» **HOW TO COMPLETE THIS TASK**:
Give the data again exactly as it is written.

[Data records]
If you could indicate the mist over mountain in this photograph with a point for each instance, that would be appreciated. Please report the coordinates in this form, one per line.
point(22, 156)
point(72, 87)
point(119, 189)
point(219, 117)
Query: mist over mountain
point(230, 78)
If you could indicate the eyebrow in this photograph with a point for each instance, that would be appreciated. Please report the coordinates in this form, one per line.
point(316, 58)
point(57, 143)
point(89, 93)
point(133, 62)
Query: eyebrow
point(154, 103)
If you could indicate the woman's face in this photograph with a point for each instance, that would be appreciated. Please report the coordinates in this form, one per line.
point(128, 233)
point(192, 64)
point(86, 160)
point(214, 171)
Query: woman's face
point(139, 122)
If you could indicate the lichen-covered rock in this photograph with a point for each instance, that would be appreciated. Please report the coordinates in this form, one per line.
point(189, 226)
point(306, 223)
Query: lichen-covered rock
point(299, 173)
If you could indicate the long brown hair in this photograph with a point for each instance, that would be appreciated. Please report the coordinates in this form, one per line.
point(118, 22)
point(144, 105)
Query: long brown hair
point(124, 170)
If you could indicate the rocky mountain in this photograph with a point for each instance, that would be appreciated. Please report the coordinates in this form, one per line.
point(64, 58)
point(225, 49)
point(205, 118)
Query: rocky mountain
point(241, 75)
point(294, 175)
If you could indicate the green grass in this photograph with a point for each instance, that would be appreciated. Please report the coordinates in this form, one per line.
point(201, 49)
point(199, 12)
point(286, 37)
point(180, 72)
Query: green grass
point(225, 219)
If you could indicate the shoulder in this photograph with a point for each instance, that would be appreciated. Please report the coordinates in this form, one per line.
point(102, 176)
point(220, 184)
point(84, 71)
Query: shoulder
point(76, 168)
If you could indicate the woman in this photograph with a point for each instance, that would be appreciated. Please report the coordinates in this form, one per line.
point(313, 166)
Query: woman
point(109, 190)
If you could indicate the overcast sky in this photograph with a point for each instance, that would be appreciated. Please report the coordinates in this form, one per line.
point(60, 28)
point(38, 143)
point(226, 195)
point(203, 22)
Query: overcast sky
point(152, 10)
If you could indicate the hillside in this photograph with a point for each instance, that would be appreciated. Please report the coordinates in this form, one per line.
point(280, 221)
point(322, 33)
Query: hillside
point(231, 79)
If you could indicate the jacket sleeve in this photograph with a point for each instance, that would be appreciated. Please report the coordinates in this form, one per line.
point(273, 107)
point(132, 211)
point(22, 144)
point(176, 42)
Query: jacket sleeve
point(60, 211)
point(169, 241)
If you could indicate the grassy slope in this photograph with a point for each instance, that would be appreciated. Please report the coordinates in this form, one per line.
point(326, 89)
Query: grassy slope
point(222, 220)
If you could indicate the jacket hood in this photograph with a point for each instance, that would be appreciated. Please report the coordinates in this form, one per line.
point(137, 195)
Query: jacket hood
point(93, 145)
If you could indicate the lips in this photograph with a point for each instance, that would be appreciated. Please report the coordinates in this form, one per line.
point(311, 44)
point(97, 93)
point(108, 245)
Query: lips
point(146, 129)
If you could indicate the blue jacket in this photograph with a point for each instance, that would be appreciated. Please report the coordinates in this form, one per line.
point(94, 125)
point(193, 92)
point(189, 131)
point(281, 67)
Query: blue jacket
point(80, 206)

» **YOUR RESPONSE**:
If you could indicate the mist over mountain in this photograph with a point for each instance, that would be appreciated. Please report the coordinates in this form, one per line.
point(22, 156)
point(72, 87)
point(119, 189)
point(219, 117)
Query: mist over mountain
point(230, 78)
If you could indicate the eyebrow in this photograph with a point for each instance, that would be appreciated. Please report the coordinates in this form, one per line.
point(316, 58)
point(57, 143)
point(89, 93)
point(133, 62)
Query: eyebrow
point(154, 103)
If you could indicate the woman's face in this photograph with a point for each instance, that would be appreciated. Please report the coordinates in this form, one per line.
point(128, 233)
point(192, 64)
point(86, 160)
point(214, 171)
Query: woman's face
point(139, 122)
If you could indicate the lichen-covered rock in this photograph with a point for each instance, that would be appreciated. Please report the coordinates in this form, one per line.
point(189, 226)
point(306, 223)
Query: lichen-covered rock
point(299, 173)
If you could indicate the long brown hair in this photograph with a point for each instance, that would be appreciated. Please report the coordinates in this form, one per line.
point(118, 22)
point(144, 105)
Query: long brown hair
point(124, 170)
If you could indicate the rocky mountain in this photograph with a point for each instance, that would be appreciated. Please report the coordinates in this form, one per line.
point(64, 58)
point(225, 49)
point(205, 118)
Query: rocky mountain
point(241, 75)
point(294, 175)
If you could indicate the green grass in this photograph with a point for each instance, that would be appreciated. Please report the coordinates in this form, one per line.
point(201, 49)
point(199, 12)
point(286, 37)
point(180, 72)
Query: green grass
point(225, 219)
If you could indicate the shoulder in this photograph with a point for each instance, that would be appreciated. Please report the coordinates in this form, one per line.
point(102, 176)
point(220, 184)
point(84, 71)
Query: shoulder
point(76, 168)
If you could indicate the woman in this photograph with a point for each instance, that would be appreciated. Please report the coordinates in this form, one per line.
point(313, 166)
Query: woman
point(109, 190)
If you could indicate the overcast sky in this photograph with a point for each instance, that would be appreciated. Please report the coordinates in this form, one per line.
point(60, 28)
point(38, 143)
point(226, 195)
point(203, 22)
Query: overcast sky
point(152, 10)
If you could indicate the hillside in this photograph with a point for each instance, that would be appreciated. Please report the coordinates in this form, one per line.
point(280, 221)
point(322, 33)
Query: hillside
point(231, 79)
If you could indicate the jacket sleeve in this photograph with a point for each instance, that would be appreciated. Please report the coordinates in this form, one per line.
point(273, 107)
point(132, 211)
point(22, 144)
point(176, 42)
Query: jacket sleeve
point(60, 211)
point(169, 241)
If you could indicate the grassy slope in this photograph with a point for each instance, that would be appreciated. Please report the coordinates in this form, one per line.
point(326, 89)
Query: grassy slope
point(222, 220)
If you could indicate the jacket hood in this photograph with a point for each instance, that would be appreciated. Please report the coordinates in this form, one per line.
point(137, 195)
Query: jacket hood
point(93, 145)
If you could indicate the lips in this photograph with a point for each instance, that would be appreciated. Please report the coordinates in this form, one per line.
point(311, 44)
point(97, 93)
point(108, 245)
Query: lips
point(146, 129)
If you could indicate the blue jacket in this photograph with a point for each instance, that would be appreciated. Please report the coordinates in this form, one per line.
point(94, 125)
point(193, 92)
point(189, 131)
point(281, 67)
Query: blue jacket
point(80, 206)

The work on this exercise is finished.